### Problem to work on
Reproduce everything from the line containing "Could you point out the snow-covered spruce" down to the line containing "<point>489,247</point>", substituting "pine tree" for "spruce tree" and leaving all else unchanged.

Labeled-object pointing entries
____

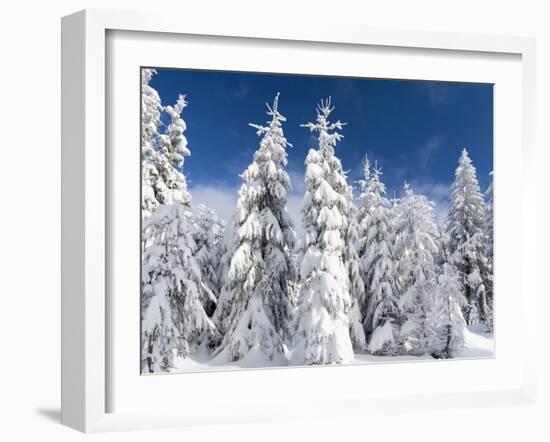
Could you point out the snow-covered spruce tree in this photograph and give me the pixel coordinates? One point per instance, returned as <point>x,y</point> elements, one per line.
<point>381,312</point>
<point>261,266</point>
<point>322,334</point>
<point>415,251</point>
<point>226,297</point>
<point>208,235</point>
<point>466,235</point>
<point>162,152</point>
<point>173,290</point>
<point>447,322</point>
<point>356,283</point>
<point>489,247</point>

____

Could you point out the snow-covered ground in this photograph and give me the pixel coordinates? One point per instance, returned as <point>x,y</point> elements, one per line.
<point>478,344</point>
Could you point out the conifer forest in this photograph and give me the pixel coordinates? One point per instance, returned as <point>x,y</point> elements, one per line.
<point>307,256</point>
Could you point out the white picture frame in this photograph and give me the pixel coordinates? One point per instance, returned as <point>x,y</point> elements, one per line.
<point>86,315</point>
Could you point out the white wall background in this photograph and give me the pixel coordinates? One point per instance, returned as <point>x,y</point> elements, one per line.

____

### Result below
Could you point out the snow-covered pine tree in this photograph and give me the pixel coordinates? One point per instance, returned as <point>x,y</point> elements, one per line.
<point>381,312</point>
<point>261,266</point>
<point>322,334</point>
<point>415,251</point>
<point>226,297</point>
<point>208,235</point>
<point>466,235</point>
<point>162,152</point>
<point>173,290</point>
<point>447,322</point>
<point>356,283</point>
<point>489,247</point>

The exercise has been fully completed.